Point-per-instance localization data:
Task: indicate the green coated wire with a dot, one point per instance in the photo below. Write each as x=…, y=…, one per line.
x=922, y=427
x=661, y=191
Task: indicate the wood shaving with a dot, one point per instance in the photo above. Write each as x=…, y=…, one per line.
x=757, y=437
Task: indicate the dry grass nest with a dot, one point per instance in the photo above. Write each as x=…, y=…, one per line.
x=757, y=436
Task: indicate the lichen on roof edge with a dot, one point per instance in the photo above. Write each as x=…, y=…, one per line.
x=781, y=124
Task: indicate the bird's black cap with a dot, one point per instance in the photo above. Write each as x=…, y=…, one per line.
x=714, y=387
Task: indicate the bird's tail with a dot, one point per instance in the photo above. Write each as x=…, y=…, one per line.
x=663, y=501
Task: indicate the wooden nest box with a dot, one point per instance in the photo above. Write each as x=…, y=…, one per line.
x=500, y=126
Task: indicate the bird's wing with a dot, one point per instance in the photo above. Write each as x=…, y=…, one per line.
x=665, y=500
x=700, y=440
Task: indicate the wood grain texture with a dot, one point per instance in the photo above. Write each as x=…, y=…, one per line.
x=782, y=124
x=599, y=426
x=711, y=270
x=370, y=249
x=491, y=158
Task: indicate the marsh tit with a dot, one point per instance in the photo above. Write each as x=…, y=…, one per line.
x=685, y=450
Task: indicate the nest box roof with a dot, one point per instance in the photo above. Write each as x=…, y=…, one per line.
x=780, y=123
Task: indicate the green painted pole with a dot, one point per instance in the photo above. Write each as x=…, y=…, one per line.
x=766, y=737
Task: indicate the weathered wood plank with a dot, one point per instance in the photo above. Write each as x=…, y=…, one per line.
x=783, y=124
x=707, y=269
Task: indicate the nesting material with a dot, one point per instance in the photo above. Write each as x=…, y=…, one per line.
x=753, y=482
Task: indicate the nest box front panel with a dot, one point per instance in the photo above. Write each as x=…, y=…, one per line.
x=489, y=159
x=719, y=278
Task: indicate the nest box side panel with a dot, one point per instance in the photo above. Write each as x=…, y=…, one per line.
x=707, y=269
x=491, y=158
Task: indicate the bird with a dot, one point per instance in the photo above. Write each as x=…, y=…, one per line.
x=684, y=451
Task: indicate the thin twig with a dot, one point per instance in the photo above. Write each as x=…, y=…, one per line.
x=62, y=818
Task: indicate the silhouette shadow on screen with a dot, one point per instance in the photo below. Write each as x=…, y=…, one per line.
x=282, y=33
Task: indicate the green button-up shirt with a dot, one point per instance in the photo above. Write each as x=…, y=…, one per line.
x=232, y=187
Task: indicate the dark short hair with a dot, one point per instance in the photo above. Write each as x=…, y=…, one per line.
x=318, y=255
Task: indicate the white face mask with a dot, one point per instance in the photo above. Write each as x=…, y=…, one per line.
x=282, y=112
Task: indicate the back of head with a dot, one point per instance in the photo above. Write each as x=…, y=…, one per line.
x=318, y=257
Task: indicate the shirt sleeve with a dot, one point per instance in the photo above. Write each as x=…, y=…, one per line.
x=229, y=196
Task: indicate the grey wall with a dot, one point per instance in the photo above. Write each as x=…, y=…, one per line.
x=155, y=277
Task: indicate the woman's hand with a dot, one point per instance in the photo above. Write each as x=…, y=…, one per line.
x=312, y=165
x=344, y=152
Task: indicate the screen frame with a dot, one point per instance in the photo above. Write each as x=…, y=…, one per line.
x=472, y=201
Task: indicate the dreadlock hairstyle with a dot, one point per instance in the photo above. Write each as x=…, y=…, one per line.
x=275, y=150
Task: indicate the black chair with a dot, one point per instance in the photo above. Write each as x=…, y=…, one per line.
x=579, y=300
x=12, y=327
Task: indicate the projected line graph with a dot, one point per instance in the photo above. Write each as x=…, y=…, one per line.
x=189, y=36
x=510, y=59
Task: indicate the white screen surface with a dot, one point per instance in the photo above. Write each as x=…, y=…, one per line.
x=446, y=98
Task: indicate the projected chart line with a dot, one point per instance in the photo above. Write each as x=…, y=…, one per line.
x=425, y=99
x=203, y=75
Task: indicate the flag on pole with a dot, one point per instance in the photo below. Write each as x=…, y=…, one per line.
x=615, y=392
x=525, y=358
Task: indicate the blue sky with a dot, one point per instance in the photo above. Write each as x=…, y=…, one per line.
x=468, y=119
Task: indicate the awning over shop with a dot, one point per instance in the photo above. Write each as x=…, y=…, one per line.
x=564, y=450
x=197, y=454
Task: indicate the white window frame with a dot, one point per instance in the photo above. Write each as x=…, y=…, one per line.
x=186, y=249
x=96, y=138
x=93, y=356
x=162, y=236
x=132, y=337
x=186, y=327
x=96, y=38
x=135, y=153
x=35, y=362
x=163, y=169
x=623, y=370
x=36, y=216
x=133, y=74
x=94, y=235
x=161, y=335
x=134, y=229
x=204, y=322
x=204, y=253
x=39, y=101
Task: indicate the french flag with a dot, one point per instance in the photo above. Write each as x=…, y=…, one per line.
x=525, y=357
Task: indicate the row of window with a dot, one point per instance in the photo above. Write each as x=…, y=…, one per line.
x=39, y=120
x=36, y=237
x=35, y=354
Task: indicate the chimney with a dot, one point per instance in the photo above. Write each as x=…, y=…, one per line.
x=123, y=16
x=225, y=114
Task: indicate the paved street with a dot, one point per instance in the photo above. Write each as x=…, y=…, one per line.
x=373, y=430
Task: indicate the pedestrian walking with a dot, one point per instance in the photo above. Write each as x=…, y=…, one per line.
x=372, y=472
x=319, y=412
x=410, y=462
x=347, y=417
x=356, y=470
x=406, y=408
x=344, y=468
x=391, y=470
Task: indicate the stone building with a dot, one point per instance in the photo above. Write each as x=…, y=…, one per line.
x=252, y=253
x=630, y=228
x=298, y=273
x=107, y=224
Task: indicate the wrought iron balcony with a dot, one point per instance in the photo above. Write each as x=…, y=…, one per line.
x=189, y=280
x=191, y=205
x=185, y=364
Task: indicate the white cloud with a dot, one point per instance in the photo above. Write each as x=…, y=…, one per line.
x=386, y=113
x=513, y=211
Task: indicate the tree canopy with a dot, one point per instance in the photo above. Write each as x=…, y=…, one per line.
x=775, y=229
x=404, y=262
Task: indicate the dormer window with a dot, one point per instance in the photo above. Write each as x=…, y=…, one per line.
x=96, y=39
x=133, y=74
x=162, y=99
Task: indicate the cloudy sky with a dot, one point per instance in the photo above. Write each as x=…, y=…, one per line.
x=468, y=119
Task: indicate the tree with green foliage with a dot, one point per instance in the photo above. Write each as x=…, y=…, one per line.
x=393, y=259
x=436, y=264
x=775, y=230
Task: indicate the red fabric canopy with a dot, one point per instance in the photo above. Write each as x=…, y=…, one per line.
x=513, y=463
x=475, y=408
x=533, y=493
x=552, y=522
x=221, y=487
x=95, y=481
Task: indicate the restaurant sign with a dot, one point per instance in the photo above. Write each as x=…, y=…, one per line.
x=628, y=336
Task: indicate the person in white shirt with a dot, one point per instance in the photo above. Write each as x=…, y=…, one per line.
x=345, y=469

# [Exercise requirements]
All the records above need to be transcribed exactly and in full.

# [Result of the task]
Task: indicate the green coated wire with a dot, one point per instance in the photo below. Write each as x=…, y=…, one per line.
x=922, y=427
x=661, y=191
Task: indicate the wood shaving with a dot, one point per instance in the photo above. Write each as x=…, y=…, one per line.
x=757, y=437
Task: indicate the dry grass nest with a dot, one point per instance in the photo above. Write each as x=…, y=…, one per line.
x=757, y=436
Task: indicate the lichen on roof edge with a dot, one point per instance in the photo above. Write each as x=…, y=…, one per line.
x=781, y=124
Task: indicate the bird's black cap with a dot, one point per instance in the photo above. Write each as x=…, y=…, one per line.
x=714, y=387
Task: indicate the bird's tail with a dot, one point per instance in the photo above. Write each as x=…, y=…, one per line.
x=663, y=501
Task: indicate the wooden nest box with a dot, one point per instance in the photo above. Write each as x=…, y=…, one per line.
x=500, y=126
Task: indicate the bird's wing with a dot, one point per instance in the photo above. Write each as x=…, y=…, one per line.
x=665, y=500
x=700, y=440
Task: indicate the wood grain texture with a dot, one point per instance in the photo above. Write each as x=…, y=…, one per line.
x=782, y=124
x=599, y=426
x=711, y=270
x=370, y=249
x=491, y=158
Task: indicate the marsh tit with a dot, one point per instance in the photo above. Write each as x=…, y=…, one per line.
x=685, y=450
Task: indicate the nest box roof with a dot, one point per instance in the photo above. Write each as x=…, y=…, one per line.
x=780, y=123
Task: indicate the green painted pole with a dot, one point per instance in the photo above. Write each as x=…, y=…, one per line.
x=766, y=737
Task: indicate the weathered wood plank with a dot, one point per instance in the photo above. Write each as x=…, y=…, one per line.
x=783, y=124
x=707, y=269
Task: indicate the nesting material with a dot, one point per instance in the photo above. Write each as x=…, y=…, one per line.
x=753, y=482
Task: indicate the nest box front panel with a dot, one point per instance in the photo above. Write each as x=…, y=…, one per line.
x=489, y=159
x=719, y=278
Task: indicate the nest box side panel with a dot, one point per instance in the photo above. Write each as x=…, y=…, one per line.
x=707, y=269
x=491, y=158
Task: indicate the bird with a dot, one point per instance in the photo above. Write each as x=…, y=…, one per line.
x=684, y=451
Task: indicate the thin twig with a dot, one point per instance in the photo above. Write each as x=…, y=…, one per line.
x=62, y=818
Task: indicate the silhouette shadow on screen with a dot, one point per instance in the photo below. Write each as x=…, y=…, one per line.
x=282, y=33
Task: indicate the green button-up shirt with a dot, one point per instance in the photo above. Write each as x=…, y=…, one per line.
x=232, y=187
Task: indicate the dark short hair with a dot, one point per instance in the photo above. Write each as x=…, y=…, one per line.
x=318, y=255
Task: indicate the white face mask with a dot, one point per instance in the photo above. Write each as x=…, y=…, one per line.
x=282, y=112
Task: indicate the back of head with a dot, one point per instance in the photo above. Write each as x=…, y=…, one per line.
x=318, y=257
Task: indicate the shirt sleeve with a dot, one point per instance in the photo above. Write each as x=…, y=…, one per line.
x=229, y=196
Task: indicate the grey wall with a dot, one point per instance in the photo above. Write each as x=…, y=…, one per line.
x=155, y=277
Task: indicate the woman's hand with a dot, one point per instance in the photo above. Write each as x=…, y=…, one per line.
x=312, y=165
x=344, y=152
Task: indicate the screen frame with a dot, one point per instance in the photo above. Write each as x=…, y=…, one per line.
x=472, y=201
Task: indicate the dreadlock hairstyle with a dot, one point per instance in the photo above. Write each as x=…, y=…, one per line.
x=275, y=150
Task: indicate the black chair with a dot, one point per instance in the photo above. Write each as x=…, y=…, one per line.
x=579, y=300
x=12, y=327
Task: indicate the projected line graph with a dot, one point per instance in the photo above. Write each as x=…, y=…, one per line.
x=189, y=36
x=510, y=59
Task: indicate the white screen surface with a dot, one point per instance in the photo above. Write each as x=…, y=…, one per line.
x=446, y=98
Task: indicate the projected chart line with a dot, one point per instance in the photo above. Write each as x=…, y=…, one per line.
x=425, y=99
x=203, y=75
Task: indicate the flag on pole with a dot, one point per instance in the photo below. Write each as x=…, y=…, one per line.
x=615, y=392
x=525, y=358
Task: indicate the blue sky with a dot, one point per instance in the photo above. Write each as x=…, y=…, one per line.
x=468, y=119
Task: indicate the awning over shop with a dot, one point per instance in the photo above. Write each as x=…, y=…, one per line.
x=564, y=450
x=197, y=454
Task: indicate the white window frame with a dot, one point per instance in the photo above. Write each as x=…, y=…, one per line.
x=186, y=249
x=96, y=138
x=93, y=356
x=162, y=236
x=132, y=337
x=186, y=327
x=96, y=38
x=135, y=153
x=35, y=362
x=163, y=169
x=623, y=370
x=36, y=216
x=133, y=74
x=94, y=235
x=161, y=335
x=134, y=229
x=204, y=322
x=204, y=253
x=39, y=101
Task: indicate the french flag with a dot, one point per instance in the photo above. Write each as x=…, y=…, one per line.
x=525, y=357
Task: indicate the row of window with a dot, one point per instance in the photo above. Write each as x=…, y=…, one per line.
x=39, y=120
x=36, y=237
x=35, y=354
Task: indicate the chimney with a dot, one point per instance in the photo above. Write each as x=…, y=…, one per line.
x=123, y=16
x=225, y=114
Task: indicate the paved street with a dot, one point per instance in the photo above. Write each as x=…, y=…, one per line.
x=373, y=430
Task: indicate the pedestrian walking with a dot, one point per instance in the photo above. Write each as x=…, y=…, one per line.
x=372, y=472
x=319, y=412
x=410, y=462
x=347, y=417
x=356, y=470
x=406, y=408
x=344, y=468
x=391, y=470
Task: indicate the stone building with a dot, one point per instance in the photo above. Write each as x=…, y=…, one per line.
x=252, y=253
x=630, y=228
x=298, y=273
x=107, y=224
Task: indicate the wrought iron balcony with a dot, one point per instance in the photo above. Write each as x=…, y=…, one per line.
x=189, y=280
x=191, y=205
x=185, y=364
Task: indicate the white cloud with a dot, one point per instance in the photo above. Write each as x=…, y=…, one per line.
x=386, y=113
x=513, y=211
Task: indicate the tree canopy with a dot, one point per instance in the photo above. Write each as x=…, y=…, one per line.
x=775, y=229
x=404, y=262
Task: indicate the dormer window with a dot, one point per instance in the photo above. Write each as x=…, y=…, one per line.
x=96, y=39
x=133, y=74
x=162, y=99
Task: indicate the cloudy sky with a dot, one point per instance in the photo above. Write each as x=…, y=…, one per line.
x=468, y=119
Task: indicate the tree with green foliage with a dot, one point per instance in the photo above. Write each as x=…, y=…, one per line.
x=393, y=259
x=436, y=264
x=775, y=230
Task: indicate the red fabric canopy with a dot, one point per instance in the photo above. Write each as x=…, y=…, one per line.
x=513, y=463
x=475, y=408
x=533, y=493
x=552, y=522
x=221, y=487
x=95, y=481
Task: indicate the restaurant sign with a dot, one point per instance in the photo above. Write each as x=…, y=…, one per line.
x=628, y=336
Task: indicate the person in white shirt with a dot, one point per instance in the photo above. Write each as x=…, y=…, one per line.
x=345, y=469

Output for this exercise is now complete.